* Text shown
Introduction
Pipes are used worldwide for the transportation of liquids with different properties. Non-Newtonian fluids are transported in pipelines in the mining and metallurgical industries, such as drilling mud, cementitious composites, and pastes 1. In contrast, Newtonian fluids have a wider field of use, especially in turbulent flow over rough surfaces, with several engineering applications such as industrial plants, internal distribution networks in buildings, hydraulic turbines, irrigation systems, and drinking water pipelines 2, as well as in open-channel hydraulics 3. Head losses are common in pipes or open channels, an essential parameter that affects the design and operation of the circulation flow in hydraulic works 4,5.
In piping systems, head losses are analyzed by the universal Darcy-Weisbach equation. However, the implicit friction factor (f) intervenes in the equation. In this sense, Colebrook 6 proposes an equation that is currently the best approximation of the friction factor, especially for turbulent flow 7. Nevertheless, its calculation is complex and cumbersome because the friction factor is present at both ends of the equation. In addition, its solution needs more time and processing in calculators. Therefore, its solution requires using iterative methods such as the Newton-Raphson approximation method. Although diagnostic and control algorithms are implemented in the mathematical modeling of hydraulic systems, precise parameter tuning is necessary.
Several authors 8-15) have developed explicit approximations of the friction factor as an alternative to the Colebrook equation, but the explicit models developed differ in their accuracy and computational efficiency 16-19. The work presented by 20 highlighted that the equation by 21 was more accurate than the Colebrook equation for the experimental data in their research. On the other hand, 22 cite that the equations by 16 and 23 are the most efficient, with a maximum-recorded error of 0.18% and 0.54%, respectively. Likewise, 24 propose that the equations available in the literature lead to a deviation of between 2% and 3% for a turbulent flow with a Reynolds number of 2300. In turn, they suggest a new equation based on the relationship between friction forces and viscous forces to determine f with a maximum standard deviation of 0.25% with respect to the Colebrook equation.

[Saved data entries]
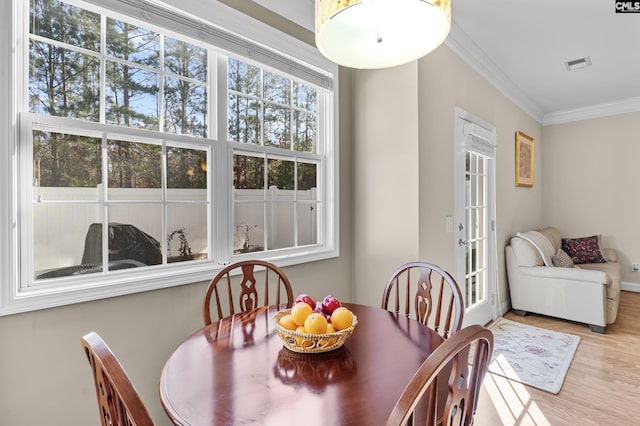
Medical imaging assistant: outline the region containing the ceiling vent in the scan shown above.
[564,56,591,71]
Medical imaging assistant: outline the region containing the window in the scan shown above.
[0,0,337,314]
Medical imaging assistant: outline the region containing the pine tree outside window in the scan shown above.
[0,0,337,314]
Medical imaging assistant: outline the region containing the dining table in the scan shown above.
[159,303,443,426]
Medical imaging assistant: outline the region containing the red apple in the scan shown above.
[294,294,316,309]
[322,294,342,315]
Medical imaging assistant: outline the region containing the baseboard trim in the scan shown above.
[620,281,640,293]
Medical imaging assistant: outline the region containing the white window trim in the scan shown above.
[0,0,340,316]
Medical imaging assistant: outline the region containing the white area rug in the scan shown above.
[489,318,580,394]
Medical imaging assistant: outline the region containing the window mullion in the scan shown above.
[215,55,234,263]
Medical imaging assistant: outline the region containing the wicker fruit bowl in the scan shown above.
[273,309,358,353]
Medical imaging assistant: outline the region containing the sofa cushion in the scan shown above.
[562,235,607,264]
[511,237,544,267]
[539,228,562,253]
[551,249,575,268]
[516,231,556,266]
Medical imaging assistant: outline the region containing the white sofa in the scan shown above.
[505,228,620,333]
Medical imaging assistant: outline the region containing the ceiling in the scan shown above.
[254,0,640,125]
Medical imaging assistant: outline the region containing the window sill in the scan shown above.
[0,246,339,316]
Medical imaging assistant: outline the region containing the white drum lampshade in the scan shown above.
[315,0,451,69]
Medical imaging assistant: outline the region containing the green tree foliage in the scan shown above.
[29,0,207,188]
[164,37,207,138]
[29,0,318,189]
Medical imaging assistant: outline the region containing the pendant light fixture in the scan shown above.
[315,0,451,69]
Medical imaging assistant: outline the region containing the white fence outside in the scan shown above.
[33,187,319,271]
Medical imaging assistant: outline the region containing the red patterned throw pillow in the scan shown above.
[562,235,607,264]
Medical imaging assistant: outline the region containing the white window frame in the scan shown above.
[0,0,339,316]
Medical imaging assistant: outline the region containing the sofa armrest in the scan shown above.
[600,248,618,262]
[520,266,611,287]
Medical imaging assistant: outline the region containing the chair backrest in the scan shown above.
[387,325,493,426]
[202,260,294,325]
[381,262,464,339]
[381,262,464,339]
[81,331,153,426]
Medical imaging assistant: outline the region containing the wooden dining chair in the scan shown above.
[81,331,153,426]
[381,262,464,339]
[387,325,493,426]
[202,260,294,326]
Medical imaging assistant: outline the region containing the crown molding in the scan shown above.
[253,0,315,32]
[445,21,544,123]
[542,97,640,126]
[253,0,640,126]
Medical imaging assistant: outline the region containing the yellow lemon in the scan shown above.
[296,325,313,348]
[331,307,353,330]
[291,302,313,325]
[278,314,298,330]
[304,312,327,334]
[320,323,338,346]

* Questions on the material
#1 Shorten the paragraph of the introduction that opens with "In piping systems, head losses" while keeping its main facts.
#2 Write out the passage of the introduction that begins at the words "In piping systems, head" and stops after the words "tuning is necessary.".
The records are separate material and have no connection to the introduction.

* Answers to the tasks
#1 In piping systems, head losses are analyzed with the Darcy-Weisbach equation, which includes an implicit friction factor (f). Colebrook's equation is currently the best approximation of f, especially for turbulent flow. However, f appears on both sides of it, which makes it complex, slower to compute and dependent on iterative methods such as Newton-Raphson. Precise parameter tuning is still necessary even when diagnostic and control algorithms are used in modeling hydraulic systems.

#2
In piping systems, head losses are analyzed by the universal Darcy-Weisbach equation. However, the implicit friction factor (f) intervenes in the equation. In this sense, Colebrook 6 proposes an equation that is currently the best approximation of the friction factor, especially for turbulent flow 7. Nevertheless, its calculation is complex and cumbersome because the friction factor is present at both ends of the equation. In addition, its solution needs more time and processing in calculators. Therefore, its solution requires using iterative methods such as the Newton-Raphson approximation method. Although diagnostic and control algorithms are implemented in the mathematical modeling of hydraulic systems, precise parameter tuning is necessary.